> **STATED GOAL**:
Reproduce the items below, swapping every occurrence of "glass door panel" for "frosted glass panel" and leaving all other text untouched.

> **DATA ROWS**:
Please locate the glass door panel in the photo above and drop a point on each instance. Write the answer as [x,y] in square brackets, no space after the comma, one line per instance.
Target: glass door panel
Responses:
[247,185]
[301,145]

> **OUTPUT OF THE EXERCISE**:
Please locate the frosted glass panel in the photo above and drop a point on each instance. Write the answer as [x,y] in square brackets, no space after the comma, one line per instance.
Target: frosted glass panel
Responses:
[247,185]
[301,145]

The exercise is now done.